#### [Work task]
What is needed is the full set of records, word for word, with no pictures.

Extracted data entries:

# # # # #

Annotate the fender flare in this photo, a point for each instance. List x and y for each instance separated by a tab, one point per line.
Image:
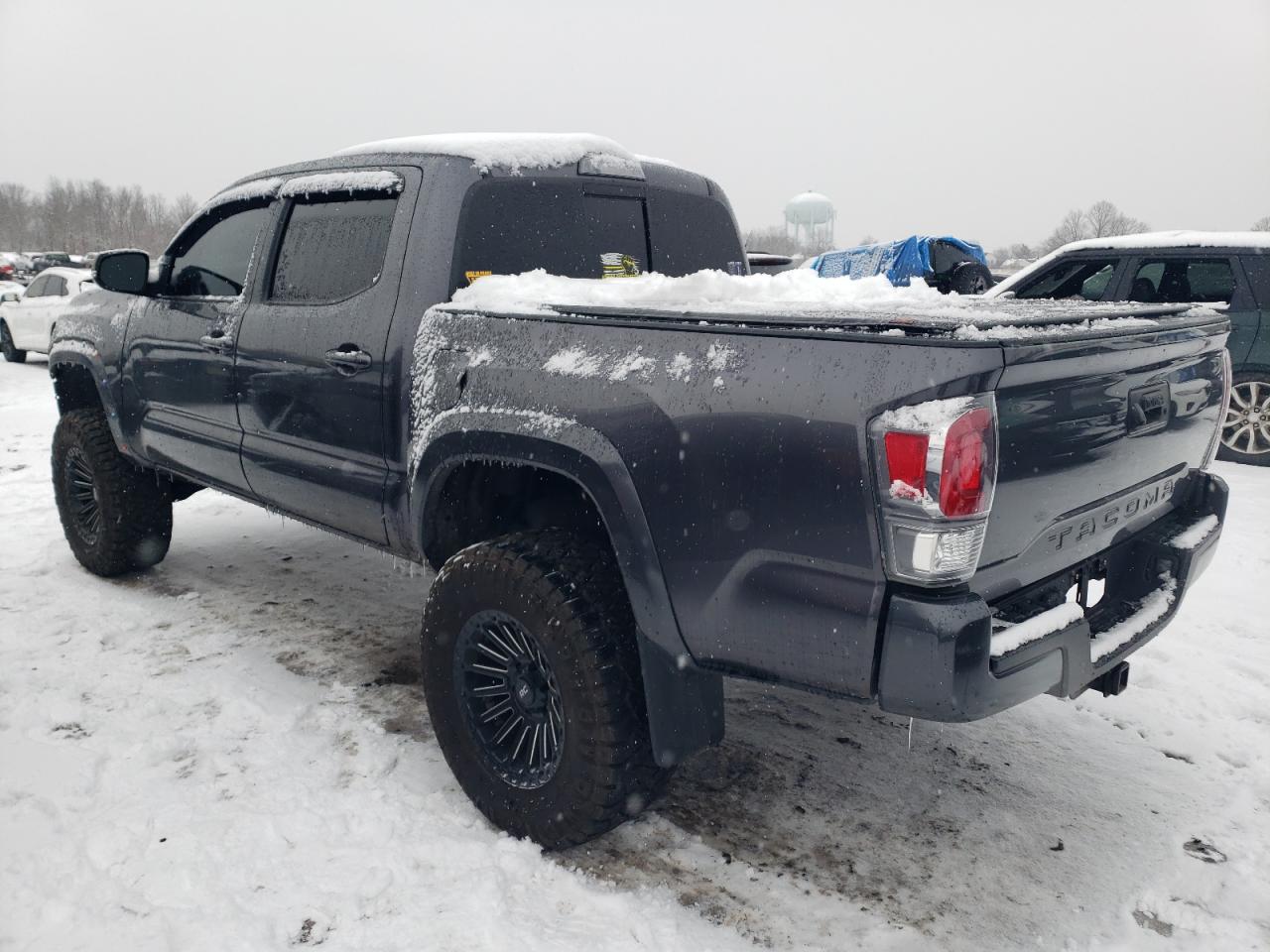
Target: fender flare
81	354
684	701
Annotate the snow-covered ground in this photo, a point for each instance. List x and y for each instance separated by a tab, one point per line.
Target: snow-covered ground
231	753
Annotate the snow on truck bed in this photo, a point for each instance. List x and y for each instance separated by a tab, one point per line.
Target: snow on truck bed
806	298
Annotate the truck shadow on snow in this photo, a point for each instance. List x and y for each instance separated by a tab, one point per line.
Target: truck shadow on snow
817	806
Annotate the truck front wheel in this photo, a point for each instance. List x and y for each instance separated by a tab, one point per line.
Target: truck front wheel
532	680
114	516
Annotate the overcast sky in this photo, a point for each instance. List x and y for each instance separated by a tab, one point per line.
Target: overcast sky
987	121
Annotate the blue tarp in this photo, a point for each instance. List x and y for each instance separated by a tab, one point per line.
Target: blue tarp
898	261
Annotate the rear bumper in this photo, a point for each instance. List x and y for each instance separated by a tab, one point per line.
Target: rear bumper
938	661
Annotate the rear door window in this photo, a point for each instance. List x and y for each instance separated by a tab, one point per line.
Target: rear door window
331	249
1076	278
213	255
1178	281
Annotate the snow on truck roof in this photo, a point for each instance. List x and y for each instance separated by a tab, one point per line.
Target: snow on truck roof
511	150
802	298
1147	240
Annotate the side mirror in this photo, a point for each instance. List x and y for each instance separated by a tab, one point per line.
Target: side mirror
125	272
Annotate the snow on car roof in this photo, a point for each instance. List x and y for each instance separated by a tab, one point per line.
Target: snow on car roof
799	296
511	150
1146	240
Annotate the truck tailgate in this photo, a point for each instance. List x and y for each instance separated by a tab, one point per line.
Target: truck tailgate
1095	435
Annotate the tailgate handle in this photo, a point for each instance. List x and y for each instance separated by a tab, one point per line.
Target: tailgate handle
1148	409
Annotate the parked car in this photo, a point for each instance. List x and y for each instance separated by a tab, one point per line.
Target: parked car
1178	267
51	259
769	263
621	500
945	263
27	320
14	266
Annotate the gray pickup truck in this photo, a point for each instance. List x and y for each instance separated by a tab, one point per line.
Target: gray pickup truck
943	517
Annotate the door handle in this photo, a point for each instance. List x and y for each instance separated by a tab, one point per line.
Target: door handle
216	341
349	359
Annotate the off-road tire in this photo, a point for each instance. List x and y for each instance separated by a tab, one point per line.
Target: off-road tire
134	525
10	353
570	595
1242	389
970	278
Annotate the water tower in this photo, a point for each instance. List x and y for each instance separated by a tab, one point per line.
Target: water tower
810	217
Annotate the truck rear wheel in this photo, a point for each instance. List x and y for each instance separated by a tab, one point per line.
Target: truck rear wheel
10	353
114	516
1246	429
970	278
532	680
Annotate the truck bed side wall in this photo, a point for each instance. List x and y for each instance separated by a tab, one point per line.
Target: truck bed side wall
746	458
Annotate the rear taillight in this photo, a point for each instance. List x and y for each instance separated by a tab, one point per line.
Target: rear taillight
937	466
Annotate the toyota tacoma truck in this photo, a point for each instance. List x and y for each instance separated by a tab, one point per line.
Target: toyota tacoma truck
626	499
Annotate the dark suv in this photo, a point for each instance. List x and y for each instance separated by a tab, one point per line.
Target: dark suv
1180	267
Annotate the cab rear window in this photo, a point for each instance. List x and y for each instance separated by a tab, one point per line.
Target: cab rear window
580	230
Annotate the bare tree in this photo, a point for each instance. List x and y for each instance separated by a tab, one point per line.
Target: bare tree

# # # # #

#### [Response]
Annotate the fender flare in this photo, a point for each instance. List x and y for each instance separated by a tab, one point per line.
Image:
Target: fender flare
81	354
684	701
Annotate the snow-covered ground in this photo, a point for each instance. List x and y for each instance separated by a tab, one point per line.
Target: snow-covered ground
231	753
Annotate the snow on truck bed in this photo, a point for each instance. List x and y for each instance separated by a tab, one point per line.
Target: snow on truck bed
806	298
Annotate the truck shadow on snow in this photo, a point for each instance. List x and y for each instance separated by a tab, one point per line.
Target: truck shadow on snow
817	806
Annotate the truck front wheel in this photo, a point for each instance. List x and y for each instance separated by a tab, one point per line.
Target: truck front wheel
532	680
114	516
Annotate the overcast sky in this photo, a point for each instance. List x and y for each instance separated by a tab, one point per line.
Target: overcast sky
987	121
Annotate the blue tarp in this photo, a point for each instance. List x and y for each instance separated by a tab, one point per line.
Target: blue tarp
898	261
Annotate the rear bumper in this photo, a point for each instance. List x and y for each instance separated by a tab, one point per line.
Target: rear bumper
938	661
Annotate the rear door window in this photo, a point for each instance. List x and y for each instance separated by a tab, one point per line.
Target: rear door window
331	249
1076	278
213	255
1178	281
Annotate the snow on truck roof in this photo, a point for each instance. List x and y for each instance separated by a tab, one point per line.
Target: snow on truck roof
511	150
802	298
1147	240
Annotate the side mirror in this photo, a point for each instance. List x and y for each instance separated by a tab, one point per line.
Target: side mirror
125	272
Annotate the snow on car roof in this photo, a point for each instance. List x and y for each instance separated by a tab, one point per line.
Target: snow on car roof
799	296
511	150
1146	240
Annotate the truck tailgate in this photo, a point for each instance. List x and y for each instance separated by a tab, one point per line.
Target: truck tailgate
1095	435
Annotate the tailgate handle in this photo, a point for each instance. List x and y for each instance separated by a tab, one point per line.
Target: tailgate handle
1148	409
Annotate the parked car in this photo, a point for each instance. List x and y for each instance separated by a tab, one point per line.
Target: parked car
1178	267
51	259
769	263
621	500
945	263
27	320
14	266
Annotate the gray pickup truck in this photo, a point for each instance. List x and y for each instance separated by a tab, one point per line.
Target: gray pickup truck
943	517
Annotate the door handle in this photo, a point for each instance. List x and y for each instance separated by a tab, one point per line.
Target: door handle
216	341
349	359
Annotate the off-road tire in this photo, a point for each instance. List x and y for each instance separated by a tab, one point per line.
Target: off-road tire
134	525
10	353
570	595
1242	389
970	278
Annotate the water tower in this photo, a point for each instance. List x and y for each instance separated by a tab, one point per line.
Target: water tower
810	217
Annotate the truck rear wheel in this photo, a point for each instance. List x and y for each instance separated by a tab, one point per line.
Target: truck rear wheel
10	353
114	516
1246	429
970	278
532	680
Annotate the truck bed side wall in this photo, a point for each instance. List x and y for each instance separated by a tab, one point per line.
Target: truck bed side wall
746	458
Annotate the rear taillight in this photo, a point for each instance. List x and y for each instance separated by a tab, one point per line.
Target: rear taillight
937	466
Annotate the toyota tacoma truck in this photo, a point for each instance. List x and y for each instance separated by a tab, one point per line.
Target: toyota tacoma truck
626	499
Annotate the dark suv in this photo, a point for each instance. List x and y for each instance separated by a tab, one point per line.
Target: dark suv
1180	267
Annotate the cab rear window in this photo, a point for each instance. List x and y for each instance separated by a tab, one point per line.
Target: cab rear window
580	230
Annotate the bare tree in this photo, a point for each instance. List x and y for each instance separated by a tab, one point per line.
Target: bare tree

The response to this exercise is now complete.